* start WORKING DATA *
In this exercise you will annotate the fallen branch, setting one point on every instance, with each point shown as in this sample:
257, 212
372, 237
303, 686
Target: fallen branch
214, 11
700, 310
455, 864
* end WORKING DATA *
Write out all the rows above again, requests included, scaling every point coordinate in the answers by 1.35 and rounding each result to the nearest whole number, with halves rounded up. Leave the numbers in the requests and their format samples unchanged.

In this exercise you will annotate the fallen branch, setting one point on every instance, with each point shown as in this sample:
257, 212
372, 237
303, 686
Target: fallen branch
289, 15
945, 419
614, 1166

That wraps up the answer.